GIVEN REQUEST: Could you write out all of the material below again, swapping "one per instance" for "one per occurrence" wherever it occurs and leaving everything else untouched?

[Recorded data]
[START]

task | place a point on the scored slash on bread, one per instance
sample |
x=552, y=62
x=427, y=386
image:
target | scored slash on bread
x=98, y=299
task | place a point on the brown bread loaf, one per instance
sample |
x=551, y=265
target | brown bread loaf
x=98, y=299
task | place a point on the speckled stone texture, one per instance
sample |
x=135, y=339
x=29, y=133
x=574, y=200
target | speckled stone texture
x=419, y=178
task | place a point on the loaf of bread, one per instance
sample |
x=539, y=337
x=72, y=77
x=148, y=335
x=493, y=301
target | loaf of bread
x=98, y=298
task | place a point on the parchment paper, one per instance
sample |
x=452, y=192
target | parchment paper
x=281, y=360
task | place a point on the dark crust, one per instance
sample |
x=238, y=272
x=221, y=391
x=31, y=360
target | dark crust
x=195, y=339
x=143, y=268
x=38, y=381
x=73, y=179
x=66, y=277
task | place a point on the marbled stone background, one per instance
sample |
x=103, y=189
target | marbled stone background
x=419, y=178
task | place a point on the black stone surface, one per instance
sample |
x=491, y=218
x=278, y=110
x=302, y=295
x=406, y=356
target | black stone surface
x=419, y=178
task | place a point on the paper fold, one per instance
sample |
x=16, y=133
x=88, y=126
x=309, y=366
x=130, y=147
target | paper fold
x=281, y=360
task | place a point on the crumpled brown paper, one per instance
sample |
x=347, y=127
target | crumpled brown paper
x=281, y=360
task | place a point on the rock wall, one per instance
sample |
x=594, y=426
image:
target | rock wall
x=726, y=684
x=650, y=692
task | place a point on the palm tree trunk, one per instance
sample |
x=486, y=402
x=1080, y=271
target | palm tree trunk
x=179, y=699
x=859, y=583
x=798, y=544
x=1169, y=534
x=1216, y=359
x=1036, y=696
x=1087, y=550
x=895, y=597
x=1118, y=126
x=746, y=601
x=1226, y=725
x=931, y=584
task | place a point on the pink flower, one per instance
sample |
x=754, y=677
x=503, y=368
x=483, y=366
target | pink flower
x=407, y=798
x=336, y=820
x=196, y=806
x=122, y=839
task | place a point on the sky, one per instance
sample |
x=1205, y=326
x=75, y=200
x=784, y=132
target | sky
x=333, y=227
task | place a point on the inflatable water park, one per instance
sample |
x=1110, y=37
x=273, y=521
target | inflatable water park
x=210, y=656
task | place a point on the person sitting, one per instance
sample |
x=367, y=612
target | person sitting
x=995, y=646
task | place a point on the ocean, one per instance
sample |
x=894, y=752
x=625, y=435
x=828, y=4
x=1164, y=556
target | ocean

[END]

EXPECTED ANSWER:
task | place a point on the scored slash on bread, one per occurrence
sample |
x=552, y=62
x=427, y=386
image:
target | scored slash on bread
x=98, y=299
task | place a point on the brown bread loaf, one per occurrence
sample |
x=551, y=265
target | brown bread loaf
x=98, y=299
task | place a point on the speckled stone texture, one per occurrence
sample |
x=135, y=339
x=29, y=133
x=574, y=200
target | speckled stone texture
x=419, y=178
task | place a point on the loaf of bread, one per occurrence
sample |
x=539, y=337
x=72, y=77
x=148, y=335
x=493, y=301
target | loaf of bread
x=98, y=298
task | place a point on the parchment paper, one per occurrence
sample |
x=452, y=192
target | parchment paper
x=281, y=360
task | place a point on the dark crust, one per occurrence
sample |
x=238, y=272
x=221, y=391
x=31, y=360
target | dark crust
x=195, y=339
x=143, y=268
x=38, y=381
x=73, y=179
x=66, y=277
task | place a point on the marbled stone background, one per occurrence
sample |
x=103, y=189
target | marbled stone background
x=419, y=178
task | place a point on the black stone surface, one per occurrence
sample |
x=491, y=218
x=278, y=110
x=302, y=295
x=406, y=356
target | black stone surface
x=419, y=178
task | place a point on the paper fold, one per occurrence
sample |
x=16, y=133
x=88, y=126
x=309, y=366
x=130, y=147
target | paper fold
x=281, y=360
task | place a point on the crumpled brown paper, one per occurrence
sample |
x=347, y=127
target | crumpled brown paper
x=281, y=360
task | place a point on the rock wall, one per occurrence
sample |
x=594, y=426
image:
target | rock wall
x=726, y=684
x=650, y=692
task | place a point on the palm tree trunk, one per occurrence
sample |
x=486, y=402
x=1080, y=271
target | palm tree trunk
x=179, y=699
x=859, y=583
x=798, y=544
x=1169, y=534
x=1216, y=359
x=1036, y=696
x=1087, y=550
x=895, y=597
x=1118, y=126
x=746, y=601
x=1226, y=725
x=931, y=584
task | place a point on the pink flower, one per occurrence
sample |
x=754, y=677
x=503, y=368
x=483, y=366
target | pink flower
x=407, y=798
x=336, y=820
x=196, y=806
x=122, y=839
task | place a point on the sky, one per occurrence
sample |
x=1205, y=326
x=75, y=200
x=784, y=132
target | sky
x=333, y=227
task | place a point on the inflatable water park, one per occurrence
sample |
x=1110, y=37
x=273, y=521
target | inflatable water park
x=210, y=656
task | place a point on the person sitting, one per occurrence
sample |
x=367, y=612
target | person sitting
x=995, y=646
task | place a point on the ocean, one per occurrence
sample |
x=894, y=752
x=625, y=435
x=828, y=4
x=1164, y=556
target | ocean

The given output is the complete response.